START PROVIDED PASSAGE

Diffuse sclerosing variant of papillary thyroid carcinoma: a clinicopathologic and immunophenotypic analysis of 22 cases.

Thompson LD, Wieneke JA, Heffess CS.
Endocr Pathol. 2005 Winter;16(4):331-48.
BACKGROUND: The diffuse sclerosing variant of papillary thyroid carcinoma (DSV-PTC) is an uncommon tumor making up about 2% of all papillary thyroid carcinomas. Previous studies have not comprehensively evaluated these tumors in a large series of patients.
DESIGN: Twenty-two cases of DSV-PTC diagnosed between 1970 and 2000 were identified in the files of the AFIP. Histologic and immunohistochemical features were evaluated and patient follow-up was obtained.
RESULTS: The tumors affected 14 females and 8 males, aged 6 to 49 yr (mean, 18 yr), with males presenting at a mean older age than females (24 vs 14 yr). Symptoms included an enlarging mass in the thyroid, present for a mean of 9.5 mo. While a dominant tumor was identified in a single lobe, bilateral disease was common (n = 16). The dominant mass ranged in size from 1.7 to 5.8 cm in diameter (mean, 3.8 cm). Histologically, all cases demonstrated a papillary carcinoma (conventional, solid, or follicular pattern) diffusely involving the gland. Extrathyroidal extension, lymphocytic thyroiditis, squamous metaplasia, increased fibrosis/sclerosis, and psammoma bodies were present to a variable degree. Both the papillary carcinoma and squamous metaplasia cells were strongly immunoreactive with CK19, thyroglobulin, and TTF-1. An increased number of S-100 protein immunoreactive dendritic cells were recognized. p53 was increased (>15%) in the tumor cells in 12 patients, while Ki-67 was increased in the tumor cells in two patients. Perithyroidal and cervical lymph node metastasis occurred in 18 (82%) patients. All metastases demonstrated histologic features similar to the primary. Complete resection (thyroidectomy in 18 patients) with lymph node dissection, yielded a 95% 5-yr survival without evidence of disease. One patient died of disease after a malignant transformation of the squamous metaplasia into squamous cell carcinoma.

END PROVIDED PASSAGE
START RAW DATA

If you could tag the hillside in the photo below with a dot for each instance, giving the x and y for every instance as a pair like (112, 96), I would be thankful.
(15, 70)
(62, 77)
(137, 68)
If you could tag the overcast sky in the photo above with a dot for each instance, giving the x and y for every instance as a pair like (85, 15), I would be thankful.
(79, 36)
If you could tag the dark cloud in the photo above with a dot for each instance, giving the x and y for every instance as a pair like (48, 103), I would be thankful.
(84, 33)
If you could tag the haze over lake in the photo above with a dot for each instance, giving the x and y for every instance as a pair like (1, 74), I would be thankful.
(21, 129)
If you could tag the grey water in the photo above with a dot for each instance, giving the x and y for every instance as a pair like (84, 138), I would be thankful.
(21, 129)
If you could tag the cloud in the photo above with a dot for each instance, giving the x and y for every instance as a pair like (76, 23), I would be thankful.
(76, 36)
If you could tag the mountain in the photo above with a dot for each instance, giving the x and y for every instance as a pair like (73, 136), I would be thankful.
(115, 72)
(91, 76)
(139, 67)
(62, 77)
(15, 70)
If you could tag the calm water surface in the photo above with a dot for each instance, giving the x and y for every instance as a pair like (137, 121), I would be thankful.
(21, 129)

END RAW DATA
START RAW DATA

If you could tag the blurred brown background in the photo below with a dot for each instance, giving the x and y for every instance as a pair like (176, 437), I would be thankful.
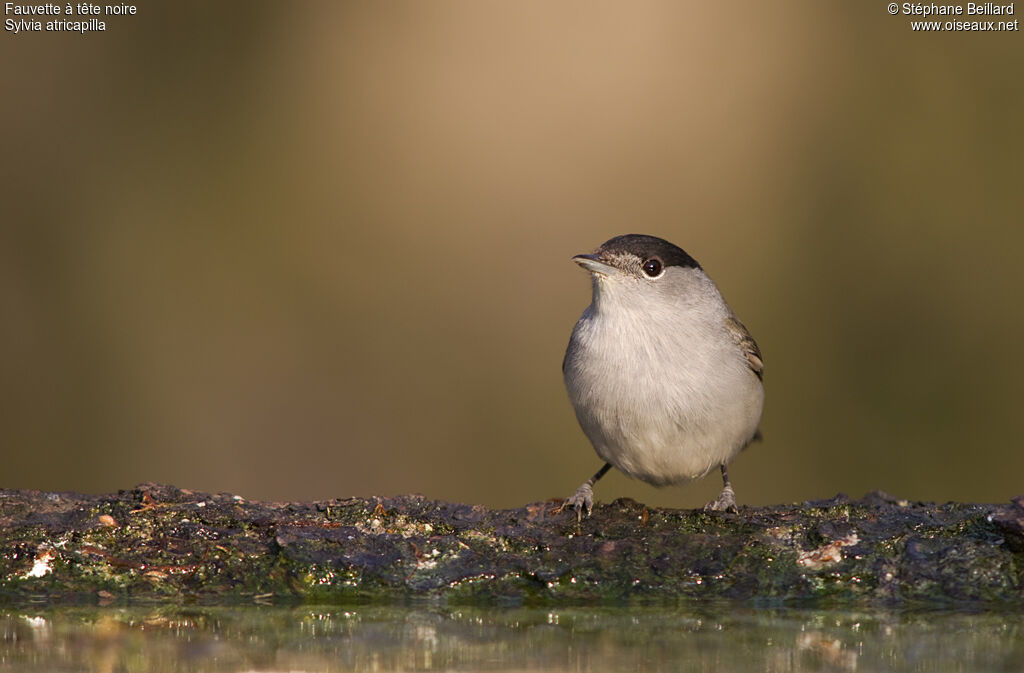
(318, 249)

END RAW DATA
START RAW DATA

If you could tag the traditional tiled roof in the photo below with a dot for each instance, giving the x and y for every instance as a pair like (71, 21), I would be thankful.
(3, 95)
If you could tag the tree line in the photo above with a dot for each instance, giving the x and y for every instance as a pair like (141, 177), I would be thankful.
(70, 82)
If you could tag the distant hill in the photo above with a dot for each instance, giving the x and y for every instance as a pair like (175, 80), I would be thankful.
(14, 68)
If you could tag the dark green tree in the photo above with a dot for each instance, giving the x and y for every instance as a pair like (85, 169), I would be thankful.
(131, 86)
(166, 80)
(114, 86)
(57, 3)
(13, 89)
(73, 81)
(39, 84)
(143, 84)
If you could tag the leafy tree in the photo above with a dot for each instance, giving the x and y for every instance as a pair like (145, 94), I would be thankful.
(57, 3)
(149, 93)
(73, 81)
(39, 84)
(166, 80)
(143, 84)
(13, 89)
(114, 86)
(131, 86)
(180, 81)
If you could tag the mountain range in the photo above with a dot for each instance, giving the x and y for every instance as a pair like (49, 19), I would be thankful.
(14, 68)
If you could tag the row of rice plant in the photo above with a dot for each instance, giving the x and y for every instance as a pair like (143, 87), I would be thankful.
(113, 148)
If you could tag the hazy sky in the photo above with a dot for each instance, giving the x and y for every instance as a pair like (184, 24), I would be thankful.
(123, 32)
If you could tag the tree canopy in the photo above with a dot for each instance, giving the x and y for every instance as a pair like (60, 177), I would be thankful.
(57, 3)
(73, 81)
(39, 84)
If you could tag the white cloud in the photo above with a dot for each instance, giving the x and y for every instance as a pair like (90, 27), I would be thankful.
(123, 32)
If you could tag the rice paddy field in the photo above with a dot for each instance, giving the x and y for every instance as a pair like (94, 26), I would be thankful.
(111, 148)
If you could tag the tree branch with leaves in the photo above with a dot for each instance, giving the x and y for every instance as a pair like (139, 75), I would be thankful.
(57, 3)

END RAW DATA

#### REQUIRED ACTIONS:
a – Say whether each statement agrees with the thyroid carcinoma abstract. Answer yes or no, and quote the deciding words of the abstract.
(i) Most of the patients had bilateral disease.
(ii) Ki-67 was increased in the tumor cells of more patients than p53 was.
(iii) Every patient in the series had a thyroidectomy.
b – Please answer these questions from the thyroid carcinoma abstract.
(i) About what share of all papillary thyroid carcinomas does DSV-PTC make up?
(ii) In whose files were the cases identified?
(iii) What was the mean diameter of the dominant mass?
c – Carry on the thyroid carcinoma abstract from where it stops.

#### RESPONSES TO THE EXERCISE:
a –
(i) Yes: "bilateral disease was common (n = 16)"
(ii) No: "p53 was increased (>15%) in the tumor cells in 12 patients, while Ki-67 was increased in the tumor cells in two patients"
(iii) No: "thyroidectomy in 18 patients"

b –
(i) About 2%
(ii) The files of the AFIP
(iii) 3.8 cm

c –
CONCLUSIONS: The recognition of DSV-PTC can be made with the following features: classic to solid foci of PTC, lymphocytic thyroiditis, squamous metaplasia, increased fibrosis, and innumerable psammoma bodies. DSV-PTC is more biologically aggressive than conventional PTC, but the patients’ survival is not significantly different. This diagnosis should lead the clinician to aggressively manage these patients (thyroidectomy and lymph node dissection) in an effort to achieve an excellent long-term clinical outcome.